• _EXERCISE MATERIAL_
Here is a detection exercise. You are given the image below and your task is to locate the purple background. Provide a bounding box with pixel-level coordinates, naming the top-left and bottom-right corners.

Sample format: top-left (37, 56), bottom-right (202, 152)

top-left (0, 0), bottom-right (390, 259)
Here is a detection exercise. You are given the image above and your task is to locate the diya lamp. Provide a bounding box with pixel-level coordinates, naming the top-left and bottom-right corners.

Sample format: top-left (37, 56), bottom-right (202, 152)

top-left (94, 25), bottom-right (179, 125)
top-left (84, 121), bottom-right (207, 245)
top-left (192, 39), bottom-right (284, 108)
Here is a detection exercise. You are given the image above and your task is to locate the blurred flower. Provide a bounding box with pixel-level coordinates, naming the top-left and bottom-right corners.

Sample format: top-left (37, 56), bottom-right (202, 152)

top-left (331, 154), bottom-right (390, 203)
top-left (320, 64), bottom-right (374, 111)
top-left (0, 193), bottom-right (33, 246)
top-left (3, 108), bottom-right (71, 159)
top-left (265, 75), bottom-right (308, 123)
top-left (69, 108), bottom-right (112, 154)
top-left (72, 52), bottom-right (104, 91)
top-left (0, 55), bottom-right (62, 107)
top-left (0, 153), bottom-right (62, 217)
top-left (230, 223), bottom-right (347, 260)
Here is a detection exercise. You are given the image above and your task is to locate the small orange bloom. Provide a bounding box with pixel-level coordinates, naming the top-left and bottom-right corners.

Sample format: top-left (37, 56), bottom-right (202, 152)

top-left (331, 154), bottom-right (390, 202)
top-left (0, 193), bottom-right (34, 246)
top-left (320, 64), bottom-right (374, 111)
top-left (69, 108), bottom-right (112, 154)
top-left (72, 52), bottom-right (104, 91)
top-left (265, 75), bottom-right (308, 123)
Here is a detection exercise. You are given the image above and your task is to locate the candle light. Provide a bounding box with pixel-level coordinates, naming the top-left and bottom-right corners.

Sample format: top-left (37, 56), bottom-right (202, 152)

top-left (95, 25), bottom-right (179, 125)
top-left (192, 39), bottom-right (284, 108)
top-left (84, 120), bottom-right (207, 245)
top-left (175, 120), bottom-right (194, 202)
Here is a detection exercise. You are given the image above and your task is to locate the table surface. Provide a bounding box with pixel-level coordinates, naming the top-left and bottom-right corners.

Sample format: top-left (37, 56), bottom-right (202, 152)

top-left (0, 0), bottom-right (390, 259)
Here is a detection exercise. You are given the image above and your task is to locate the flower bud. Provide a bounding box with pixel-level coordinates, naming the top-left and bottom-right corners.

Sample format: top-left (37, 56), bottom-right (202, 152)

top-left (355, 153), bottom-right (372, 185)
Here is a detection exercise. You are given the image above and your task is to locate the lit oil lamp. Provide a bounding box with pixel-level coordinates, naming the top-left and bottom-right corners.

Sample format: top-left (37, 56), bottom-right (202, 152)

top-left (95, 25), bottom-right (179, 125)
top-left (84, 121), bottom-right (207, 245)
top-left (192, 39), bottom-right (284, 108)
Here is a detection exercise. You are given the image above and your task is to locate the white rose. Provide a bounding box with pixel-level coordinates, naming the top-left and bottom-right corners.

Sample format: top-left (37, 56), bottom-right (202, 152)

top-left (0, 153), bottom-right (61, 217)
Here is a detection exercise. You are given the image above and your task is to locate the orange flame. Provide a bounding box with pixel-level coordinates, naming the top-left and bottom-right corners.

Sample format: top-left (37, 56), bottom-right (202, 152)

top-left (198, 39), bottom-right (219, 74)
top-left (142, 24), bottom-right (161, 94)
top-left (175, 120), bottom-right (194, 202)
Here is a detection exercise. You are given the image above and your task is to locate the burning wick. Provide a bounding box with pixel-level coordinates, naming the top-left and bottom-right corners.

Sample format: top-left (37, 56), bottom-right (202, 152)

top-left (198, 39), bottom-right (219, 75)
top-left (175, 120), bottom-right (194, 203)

• _BRIEF_
From the listing, write out unchanged the lines starting at the one that contains "locate the white" and ending at the one that contains "top-left (0, 153), bottom-right (61, 217)", including both of those lines.

• _WRITTEN SOLUTION_
Here is a detection exercise. You are given the image above and your task is to locate the white rose. Provide a bounding box with pixel-level coordinates, naming the top-left and bottom-right corners.

Sample format: top-left (37, 56), bottom-right (202, 152)

top-left (0, 153), bottom-right (61, 217)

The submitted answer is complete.